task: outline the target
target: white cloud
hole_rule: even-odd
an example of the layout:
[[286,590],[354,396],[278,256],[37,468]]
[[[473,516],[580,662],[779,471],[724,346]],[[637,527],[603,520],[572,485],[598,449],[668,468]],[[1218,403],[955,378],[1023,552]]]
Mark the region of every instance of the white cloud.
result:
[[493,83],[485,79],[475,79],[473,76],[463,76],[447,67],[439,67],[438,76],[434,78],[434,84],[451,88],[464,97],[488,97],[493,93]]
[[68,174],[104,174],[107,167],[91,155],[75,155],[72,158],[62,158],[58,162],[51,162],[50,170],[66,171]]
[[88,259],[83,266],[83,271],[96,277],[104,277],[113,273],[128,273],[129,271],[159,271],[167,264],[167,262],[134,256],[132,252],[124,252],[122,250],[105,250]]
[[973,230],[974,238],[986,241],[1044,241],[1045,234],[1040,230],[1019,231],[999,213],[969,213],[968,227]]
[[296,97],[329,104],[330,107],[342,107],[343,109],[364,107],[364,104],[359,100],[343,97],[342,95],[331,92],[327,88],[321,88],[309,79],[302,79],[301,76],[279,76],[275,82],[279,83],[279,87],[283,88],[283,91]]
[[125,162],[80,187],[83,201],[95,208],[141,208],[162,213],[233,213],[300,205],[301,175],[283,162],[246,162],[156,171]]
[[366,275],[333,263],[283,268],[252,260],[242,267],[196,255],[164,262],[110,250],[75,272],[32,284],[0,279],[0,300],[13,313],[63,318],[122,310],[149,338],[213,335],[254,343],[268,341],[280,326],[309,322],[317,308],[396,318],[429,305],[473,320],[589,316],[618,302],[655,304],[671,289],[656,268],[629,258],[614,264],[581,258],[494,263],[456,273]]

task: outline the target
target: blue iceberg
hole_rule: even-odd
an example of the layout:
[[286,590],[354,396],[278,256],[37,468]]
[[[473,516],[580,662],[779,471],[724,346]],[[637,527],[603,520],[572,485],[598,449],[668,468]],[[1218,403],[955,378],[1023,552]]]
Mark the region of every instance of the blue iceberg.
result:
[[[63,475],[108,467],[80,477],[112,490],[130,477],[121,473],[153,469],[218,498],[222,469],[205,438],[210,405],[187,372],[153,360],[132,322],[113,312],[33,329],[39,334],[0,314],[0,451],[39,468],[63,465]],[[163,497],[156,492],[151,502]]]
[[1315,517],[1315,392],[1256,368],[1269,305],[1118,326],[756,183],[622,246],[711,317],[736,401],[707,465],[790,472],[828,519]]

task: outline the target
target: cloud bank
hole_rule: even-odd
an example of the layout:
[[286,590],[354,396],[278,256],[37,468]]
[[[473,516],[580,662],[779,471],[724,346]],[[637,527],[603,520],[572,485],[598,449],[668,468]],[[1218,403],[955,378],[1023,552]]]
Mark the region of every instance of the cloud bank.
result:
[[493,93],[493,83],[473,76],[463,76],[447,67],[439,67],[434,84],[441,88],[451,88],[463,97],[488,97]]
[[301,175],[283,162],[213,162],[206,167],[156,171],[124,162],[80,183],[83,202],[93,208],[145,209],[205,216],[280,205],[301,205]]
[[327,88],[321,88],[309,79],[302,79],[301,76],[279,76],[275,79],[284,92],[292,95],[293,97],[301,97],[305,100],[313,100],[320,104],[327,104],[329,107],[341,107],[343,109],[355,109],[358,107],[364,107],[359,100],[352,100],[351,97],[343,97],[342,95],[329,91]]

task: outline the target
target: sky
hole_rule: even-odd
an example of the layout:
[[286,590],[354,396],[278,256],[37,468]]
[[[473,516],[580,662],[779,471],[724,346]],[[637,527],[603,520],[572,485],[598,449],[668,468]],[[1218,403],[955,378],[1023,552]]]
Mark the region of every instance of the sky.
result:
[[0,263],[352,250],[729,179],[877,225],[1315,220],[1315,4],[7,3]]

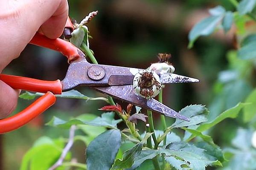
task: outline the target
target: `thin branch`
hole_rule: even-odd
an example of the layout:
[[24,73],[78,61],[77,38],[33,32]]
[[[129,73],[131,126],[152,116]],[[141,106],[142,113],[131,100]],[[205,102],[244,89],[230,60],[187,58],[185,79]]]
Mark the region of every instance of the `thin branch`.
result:
[[62,163],[63,162],[65,157],[72,147],[73,143],[74,143],[74,137],[75,136],[76,128],[76,126],[74,125],[71,126],[70,130],[70,136],[68,142],[64,149],[63,149],[61,157],[59,158],[57,162],[50,167],[48,170],[54,170],[62,164]]
[[89,23],[90,21],[92,20],[93,18],[95,15],[97,15],[97,14],[98,14],[98,11],[93,11],[91,12],[90,12],[87,16],[85,17],[84,19],[81,20],[81,21],[79,24],[75,26],[74,28],[78,28],[82,26],[84,24]]

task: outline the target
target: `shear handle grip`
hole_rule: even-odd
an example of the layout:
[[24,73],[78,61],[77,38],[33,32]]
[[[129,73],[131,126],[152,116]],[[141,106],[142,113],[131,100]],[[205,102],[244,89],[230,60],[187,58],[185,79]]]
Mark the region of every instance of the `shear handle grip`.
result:
[[61,94],[62,85],[59,80],[48,81],[30,78],[1,74],[0,80],[13,88],[46,93],[50,91],[55,94]]
[[0,134],[18,129],[45,111],[56,101],[55,96],[47,92],[20,112],[0,120]]
[[76,47],[60,38],[51,39],[37,32],[29,43],[59,51],[67,58],[70,62],[79,57]]

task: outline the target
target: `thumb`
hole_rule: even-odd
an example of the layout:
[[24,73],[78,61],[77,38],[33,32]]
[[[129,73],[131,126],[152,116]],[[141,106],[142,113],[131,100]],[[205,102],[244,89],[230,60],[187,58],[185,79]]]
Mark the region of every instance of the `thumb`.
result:
[[20,92],[0,80],[0,119],[9,116],[15,109]]

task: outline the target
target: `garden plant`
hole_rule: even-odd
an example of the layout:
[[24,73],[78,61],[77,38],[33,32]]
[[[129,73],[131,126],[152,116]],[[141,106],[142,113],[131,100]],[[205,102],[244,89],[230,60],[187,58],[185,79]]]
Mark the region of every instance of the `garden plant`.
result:
[[[68,129],[69,136],[39,138],[24,156],[20,170],[256,169],[256,31],[250,28],[256,27],[256,0],[229,2],[236,10],[227,11],[221,6],[210,9],[209,16],[194,26],[189,35],[188,48],[192,48],[200,36],[235,30],[233,49],[227,54],[229,67],[219,73],[213,85],[213,102],[209,106],[192,104],[180,109],[179,113],[190,121],[176,119],[169,124],[161,115],[161,127],[157,129],[151,111],[129,103],[122,108],[109,96],[88,97],[74,90],[64,92],[57,96],[104,101],[105,106],[95,108],[102,110],[101,116],[85,113],[67,119],[53,117],[46,125]],[[97,12],[90,13],[79,23],[74,22],[75,29],[69,40],[94,64],[98,64],[97,58],[89,45],[93,35],[89,35],[87,26],[93,22]],[[159,62],[156,57],[155,63],[148,65],[148,73],[175,71],[168,51],[159,51],[157,57]],[[154,97],[155,91],[158,91],[156,98],[163,102],[165,87],[154,85],[152,94],[144,94]],[[20,97],[32,99],[42,94],[25,92]],[[236,135],[232,144],[221,147],[209,135],[221,133],[215,132],[215,127],[226,119],[238,120],[240,126],[234,128]],[[142,126],[138,126],[139,122]],[[86,146],[81,151],[84,153],[81,162],[70,151],[78,141]]]

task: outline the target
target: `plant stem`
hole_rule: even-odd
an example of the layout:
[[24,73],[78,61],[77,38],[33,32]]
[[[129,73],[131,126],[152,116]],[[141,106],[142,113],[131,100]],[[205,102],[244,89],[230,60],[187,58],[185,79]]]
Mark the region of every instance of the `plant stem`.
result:
[[[146,132],[147,132],[147,133],[151,132],[150,127],[150,125],[148,123],[147,123],[146,124]],[[153,147],[152,147],[152,142],[151,142],[151,136],[150,136],[147,139],[147,147],[150,149],[153,148]]]
[[64,159],[67,156],[67,154],[70,150],[71,147],[74,143],[74,138],[75,137],[75,131],[76,131],[76,126],[75,125],[71,126],[70,129],[70,136],[67,145],[62,150],[61,156],[58,161],[52,166],[50,167],[48,170],[54,170],[62,164]]
[[150,129],[150,132],[153,133],[152,134],[152,137],[154,140],[155,146],[157,145],[157,140],[156,137],[156,135],[154,133],[154,122],[153,122],[153,117],[152,116],[152,112],[150,110],[147,110],[148,112],[148,123],[149,123],[150,126],[149,128]]
[[157,156],[156,156],[152,159],[152,161],[155,168],[155,170],[161,170],[161,167],[160,167],[160,165],[159,164],[159,162],[158,162],[158,159],[157,159]]
[[127,138],[131,142],[134,143],[135,143],[135,144],[137,144],[140,142],[139,140],[137,140],[136,139],[132,138],[126,135],[126,134],[125,134],[125,133],[123,132],[121,132],[121,134],[122,136],[123,137]]
[[[147,113],[148,123],[149,123],[149,130],[150,130],[150,132],[153,133],[152,134],[152,137],[153,138],[153,140],[154,143],[154,149],[157,150],[157,147],[158,147],[159,144],[157,142],[157,137],[156,137],[156,134],[154,133],[154,122],[153,122],[153,116],[152,116],[152,112],[150,110],[148,110]],[[161,170],[161,168],[160,167],[160,165],[159,165],[159,162],[158,162],[158,159],[157,159],[157,157],[158,156],[157,156],[153,159],[152,159],[152,161],[153,162],[154,166],[155,168],[155,170]]]
[[[160,93],[158,95],[158,101],[163,103],[163,88],[162,88],[161,91],[160,91]],[[166,122],[165,120],[165,117],[163,115],[160,115],[160,118],[161,118],[161,122],[162,122],[162,124],[163,125],[163,131],[165,132],[166,128],[167,128],[167,126],[166,126]],[[165,145],[166,144],[166,136],[165,136],[164,139],[163,139],[163,145]]]
[[135,127],[134,126],[134,124],[128,120],[126,121],[126,123],[127,127],[129,128],[131,134],[134,137],[137,138],[140,141],[141,141],[142,140],[142,139],[141,139],[140,135],[139,133],[136,130]]
[[64,167],[79,167],[83,170],[86,170],[86,165],[77,162],[65,162],[62,164]]
[[93,54],[90,51],[90,49],[88,48],[86,44],[85,43],[82,42],[81,46],[81,50],[84,53],[84,54],[89,57],[90,59],[91,60],[93,63],[98,64],[98,62],[96,60],[96,59],[93,56]]
[[109,103],[111,105],[113,105],[114,106],[116,105],[116,103],[115,103],[115,102],[114,102],[113,99],[112,97],[111,97],[109,96],[108,96],[108,101],[109,102]]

■ ■ ■ ■

• **Task directions**
Show each line in the items above that contains the string "thin". Case matters when matching.

• **Exercise output**
target: `thin branch`
Mark the region of every instance of the `thin branch`.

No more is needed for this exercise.